▸ **Trecho para leitura**:
Silêncio é violência. Manter-se calado, deixando de voltar num pleito importante para as políticas públicas no Brasil que fazem referência às questões do gênero mulher e ligadas à saúde sexual desse público, é uma forma de se colocar numa posição de violência. Essa é minha interpretação em relação à votação, na última semana, de um relatório do Conselho de Direitos Humanos das Nações Unidas sobre discriminação contra mulheres e meninas.

A atitude das autoridades que representam o Brasil caminha na contramão do avanço e progresso, por escolher ficar de fora de uma resolução que busca compreender parâmetros para colocar um ponto final no preconceito. A iniciativa proposta pelo México orienta os Estados a tomarem medidas para solucionar o problema, incluindo possíveis impactos da pandemia do Coronavírus sobre as mulheres, e teve adesão da comunidade internacional. Exceto do Brasil e de outras nações anti progressistas que, mais uma vez, nos ensurdecem com sua manifestação de silêncio.

Vale lembrar de um episódio anterior, na fase de negociações, na qual a representação brasileira alinhou-se a governantes ultraconservadoras como Egito, Paquistão e Arábia Saudita. Ao lado da ala antiliberal, os membros do Brasil sugeriram mudanças em cinco emendas ao relatório final, que suprimiram as orientações para que os países reconheçam jovens defensoras de direitos humanos; promovam a educação sexual universal; garantam os direitos reprodutivos; assim como o acesso aos serviços e à informação sobre saúde sexual e reprodutiva durante a pandemia da Covid-19.

Agora, no momento da votação, o Brasil aliou-se a Líbia, Congo e Afeganistão, entre outros países ultraconservadores em questões de gênero, que preferiram suprimir sua voz. Nesse contexto, o recolhimento é um comportamento que remete à escolha dos brasileiros de abolir, ou seja, invalidar políticas em prol da saúde sexual e reprodutiva das mulheres.

▸ **Listagem fornecida**:
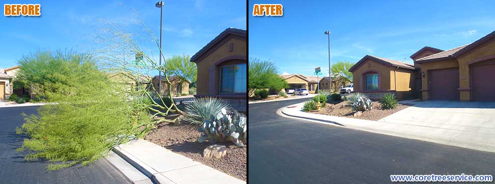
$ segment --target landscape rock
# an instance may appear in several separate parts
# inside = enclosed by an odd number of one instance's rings
[[[206,147],[203,152],[205,159],[214,158],[219,159],[227,155],[227,147],[224,145],[214,144]]]
[[[352,115],[354,116],[354,117],[359,117],[362,114],[363,114],[363,111],[356,111],[356,112],[354,112],[354,114]]]

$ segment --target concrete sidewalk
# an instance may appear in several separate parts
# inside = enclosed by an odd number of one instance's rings
[[[156,183],[245,183],[246,182],[143,139],[114,151]]]
[[[394,121],[394,119],[386,122],[381,121],[381,119],[372,121],[312,114],[301,110],[304,104],[299,103],[282,108],[277,111],[277,113],[287,117],[304,119],[367,132],[495,152],[495,132],[492,131],[473,131],[453,127],[432,127],[428,125]]]

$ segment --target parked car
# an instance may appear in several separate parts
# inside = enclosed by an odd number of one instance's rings
[[[305,89],[304,88],[301,88],[299,89],[296,89],[295,91],[294,91],[294,95],[308,95],[309,94],[309,91],[308,89]]]
[[[351,93],[354,92],[354,83],[351,83],[350,84],[347,85],[347,86],[342,87],[340,88],[340,94],[350,94]]]

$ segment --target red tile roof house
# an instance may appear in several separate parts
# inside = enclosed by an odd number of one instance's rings
[[[495,79],[495,32],[473,43],[446,51],[425,47],[410,57],[415,64],[414,69],[409,70],[416,72],[414,86],[421,86],[421,98],[423,100],[495,101],[495,82],[493,81]],[[368,64],[366,67],[366,65],[358,62],[349,70],[354,74],[355,90],[356,86],[367,86],[370,84],[371,87],[369,90],[358,87],[358,91],[393,92],[386,90],[390,90],[388,87],[394,81],[398,84],[411,82],[412,78],[409,77],[397,77],[397,80],[391,79],[391,77],[389,77],[391,75],[384,72],[382,68],[409,68],[413,67],[412,65],[380,58],[372,60],[380,65]],[[356,69],[360,67],[364,68],[366,72]],[[415,72],[409,73],[413,75]],[[380,73],[384,75],[380,77]],[[368,76],[369,80],[366,78]],[[363,77],[365,77],[365,80],[360,80]],[[376,89],[377,87],[374,86],[375,83],[381,88],[379,87]],[[414,91],[413,85],[409,86],[411,89],[409,91]],[[383,90],[386,91],[379,91]]]
[[[246,111],[247,38],[245,30],[227,28],[191,57],[198,66],[195,97],[222,98]]]

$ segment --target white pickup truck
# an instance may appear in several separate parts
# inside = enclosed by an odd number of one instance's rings
[[[347,86],[340,88],[340,94],[350,94],[354,91],[354,83],[351,83]]]

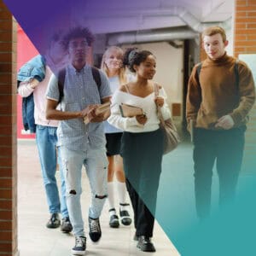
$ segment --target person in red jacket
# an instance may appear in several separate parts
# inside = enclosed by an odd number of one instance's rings
[[[219,205],[234,199],[247,114],[255,101],[250,69],[225,51],[225,31],[211,26],[201,38],[207,58],[192,70],[186,106],[189,130],[193,131],[195,205],[201,219],[210,214],[215,161]]]

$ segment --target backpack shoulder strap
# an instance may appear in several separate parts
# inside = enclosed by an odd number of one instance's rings
[[[96,84],[97,84],[98,90],[100,90],[100,87],[102,84],[100,72],[99,72],[98,68],[96,68],[95,67],[91,67],[91,73],[92,73],[93,79],[95,80]]]
[[[239,72],[238,72],[238,63],[239,63],[239,60],[236,59],[236,63],[235,63],[235,76],[236,76],[236,88],[239,89]]]
[[[201,62],[200,62],[199,64],[196,65],[195,79],[196,79],[196,82],[198,83],[199,86],[200,86],[199,77],[200,77],[200,73],[201,73],[201,65],[202,65]]]
[[[60,92],[59,103],[64,96],[64,84],[65,84],[66,68],[61,69],[58,73],[58,88]]]

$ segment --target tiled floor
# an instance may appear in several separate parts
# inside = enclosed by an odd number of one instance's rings
[[[20,256],[66,256],[71,255],[73,235],[62,234],[59,229],[49,230],[45,224],[49,218],[45,194],[40,172],[38,150],[34,141],[18,142],[18,242]],[[58,175],[59,173],[57,173]],[[88,183],[83,177],[82,206],[87,229],[87,209],[90,197]],[[154,243],[156,253],[140,252],[132,241],[132,226],[119,229],[108,227],[108,208],[101,218],[102,237],[99,243],[87,242],[85,255],[95,256],[177,256],[179,255],[160,226],[156,223]]]

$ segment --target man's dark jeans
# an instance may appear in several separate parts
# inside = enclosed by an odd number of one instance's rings
[[[219,180],[219,205],[233,200],[241,170],[246,127],[227,131],[195,128],[194,131],[195,193],[197,216],[210,214],[212,167]]]

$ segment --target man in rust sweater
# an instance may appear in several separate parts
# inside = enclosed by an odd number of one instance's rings
[[[247,114],[255,100],[247,66],[227,55],[225,32],[207,28],[202,44],[207,58],[194,67],[186,116],[194,142],[195,206],[199,218],[209,216],[212,167],[219,178],[219,205],[235,196],[244,149]]]

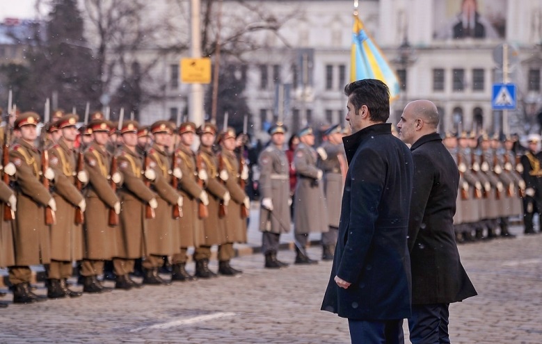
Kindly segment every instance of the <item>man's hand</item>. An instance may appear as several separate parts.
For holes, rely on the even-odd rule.
[[[350,285],[352,284],[351,283],[347,282],[344,279],[340,278],[338,276],[335,277],[335,283],[336,283],[337,285],[339,286],[340,287],[344,288],[344,289],[348,289],[348,287],[349,287]]]

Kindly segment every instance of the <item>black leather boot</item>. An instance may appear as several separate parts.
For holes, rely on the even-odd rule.
[[[65,278],[61,279],[61,289],[64,292],[64,294],[70,297],[78,297],[83,295],[83,293],[80,291],[75,291],[67,287],[67,281]]]
[[[49,299],[62,299],[66,297],[61,288],[60,279],[49,279],[47,284],[47,297]]]

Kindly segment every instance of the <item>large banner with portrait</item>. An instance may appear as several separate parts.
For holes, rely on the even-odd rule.
[[[507,0],[433,0],[435,40],[505,36]]]

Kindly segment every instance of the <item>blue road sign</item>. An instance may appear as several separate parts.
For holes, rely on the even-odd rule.
[[[491,93],[491,108],[493,110],[516,110],[515,83],[494,83]]]

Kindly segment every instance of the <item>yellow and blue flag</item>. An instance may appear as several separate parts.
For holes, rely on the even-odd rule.
[[[376,79],[390,88],[391,99],[399,97],[399,79],[390,67],[378,47],[365,32],[363,23],[354,15],[352,49],[350,60],[350,82],[364,79]]]

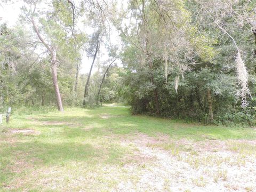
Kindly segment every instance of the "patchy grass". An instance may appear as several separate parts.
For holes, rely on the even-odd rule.
[[[256,190],[255,129],[132,116],[109,104],[18,109],[0,130],[1,191]],[[244,181],[235,185],[233,174]]]

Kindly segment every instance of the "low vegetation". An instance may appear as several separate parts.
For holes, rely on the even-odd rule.
[[[0,127],[1,191],[256,190],[255,129],[116,105],[20,113]]]

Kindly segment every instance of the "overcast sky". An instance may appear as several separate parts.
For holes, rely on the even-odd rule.
[[[4,4],[3,3],[0,3],[0,18],[2,18],[2,20],[0,21],[0,23],[7,21],[7,25],[9,27],[11,27],[17,24],[19,15],[21,13],[20,8],[25,4],[23,0],[13,1],[14,3],[9,2]],[[74,2],[75,3],[76,1],[74,1]],[[81,29],[83,29],[82,26],[79,26],[78,25],[78,26]],[[92,32],[92,29],[90,28],[85,28],[83,29],[85,30],[87,34]],[[118,33],[116,30],[113,30],[113,32],[110,36],[110,38],[111,39],[111,43],[119,44],[121,43],[121,39],[118,35]],[[104,49],[103,45],[101,46],[100,51],[100,54],[98,55],[99,62],[103,62],[107,60],[108,59],[108,57],[107,53]],[[86,53],[84,52],[82,57],[81,73],[85,74],[89,72],[92,61],[92,58],[88,58],[86,57]],[[96,62],[95,62],[95,63]],[[120,62],[119,61],[117,61],[117,62],[120,65]],[[95,66],[94,63],[93,73],[95,72],[97,69],[97,67]]]

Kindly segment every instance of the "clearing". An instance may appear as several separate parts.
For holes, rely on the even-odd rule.
[[[2,191],[256,191],[253,129],[113,105],[14,114],[0,126]]]

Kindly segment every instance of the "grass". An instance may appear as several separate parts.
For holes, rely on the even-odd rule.
[[[118,105],[92,109],[69,108],[63,114],[51,109],[18,109],[10,123],[0,125],[0,190],[3,191],[111,191],[126,180],[136,183],[148,164],[134,157],[138,153],[135,146],[122,141],[138,134],[158,140],[168,137],[167,141],[147,146],[169,150],[174,156],[187,151],[190,154],[186,161],[196,170],[201,161],[207,164],[210,159],[194,157],[196,150],[175,141],[227,141],[230,150],[241,155],[254,154],[255,149],[255,146],[234,141],[255,140],[256,131],[252,129],[132,116],[127,107]],[[33,132],[19,132],[26,130]],[[125,165],[133,163],[139,165],[138,172],[126,172]],[[218,174],[226,179],[226,172]],[[193,182],[204,186],[206,181],[199,178]]]

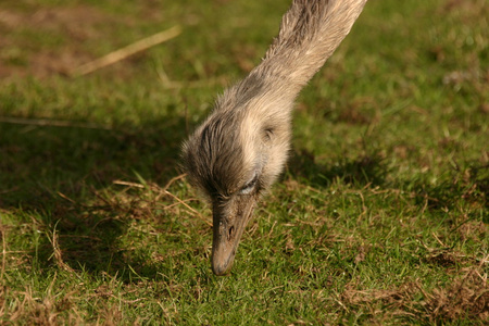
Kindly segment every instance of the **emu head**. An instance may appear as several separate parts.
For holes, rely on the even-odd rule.
[[[184,143],[184,168],[212,204],[212,271],[227,274],[261,196],[287,160],[290,101],[253,77],[227,89]]]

▸ **Tarefas**:
A. No texto sobre a votação no Conselho de Direitos Humanos da ONU, que país propôs a resolução contra a discriminação de mulheres e meninas?
B. Dê continuidade ao texto sobre a votação no Conselho de Direitos Humanos da ONU a partir de onde ele termina.

▸ **Respostas**:
A. O México.

B.
Restringir uma população de ter acesso a um direito que é bem fundamentado por diversas organizações como a Word Association For Sexual Health (WAS) é uma maneira de privar as pessoas de terem acesso à informação, à orientação sobre a prevenção de doenças sexualmente transmissíveis, e a preservativos e anticoncepcionais. Os métodos contraceptivos são um direito adquirido pelas mulheres que está relacionado à liberdade de expressão, à medida que lhes permite adotar o planejamento familiar.

A postura dos Brasil, nesse sentido é um retrocesso. Em 2020 faz 60 anos que o uso da primeira pílula anticoncepcional foi aprovado nos EUA. O medicamento revolucionou hábitos sexuais e ajudou a consolidar a mulher no mercado de trabalho. No Brasil, foi recebido com forte resistência a passou a ser comercializado nas farmácias apenas em 1962. A princípio, apenas casadas – e com autorização do marido – podiam adquirir o remédio. E essa resistência, cultural e religiosa, parece ainda estar instalada por aqui.

Essa falta de cuidado e de empatia, de se colocar no lugar do público feminino, concedendo-lhe o direito de escolha, também pode ser encarada como um preconceito estrutural que impede as pessoas a terem acesso à medicina preventiva. É grande a gravidade desse fator, que terá um ônus ao país, sobretudo às brasileiras, que vão sentir na pele a dor causada pelo silêncio das nossas autoridades, não apenas no quesito financeiro.

Como nação, a postura dos nossos representantes deixa uma mancha na bandeira do Brasil diante os demais países, principalmente daqueles progressistas. Que legado estamos deixando no cenário internacional se privando de votar numa questão que diz respeito aos direitos humanos das mulheres? Que imagem estamos construindo lá fora?

Elas merecem ter a melhor informação sobre a anticoncepção, às doenças transmitidas em razão da atividade sexual, além de uma série de questões que envolvem a saúde sexual da mulher. A atitude de fechar os olhos e a boca, se omitindo do pleito, mostra que vivemos num obscurantismo.

A etimologia dessa palavra está relacionada à ignorância, no seu sentido mais pejorativo. A postura brasileira é reflexo de uma ignorância com origem moralizante, ideológica e não pautada em evidências científicas ou nas necessidades básicas da nossa população. Ao passo que os outros países avançam, nós nos abstemos de votar, mesmo tendo sugerido ementas em outra ocasião. Acredito que se esse cenário for concretizado, num futuro próximo, teremos um crescimento de doenças, sem falar em questões relacionadas aos direitos humanos, dignidade e igualdade de gênero. E retroceder nesse sentido é um crime contra nossas mulheres!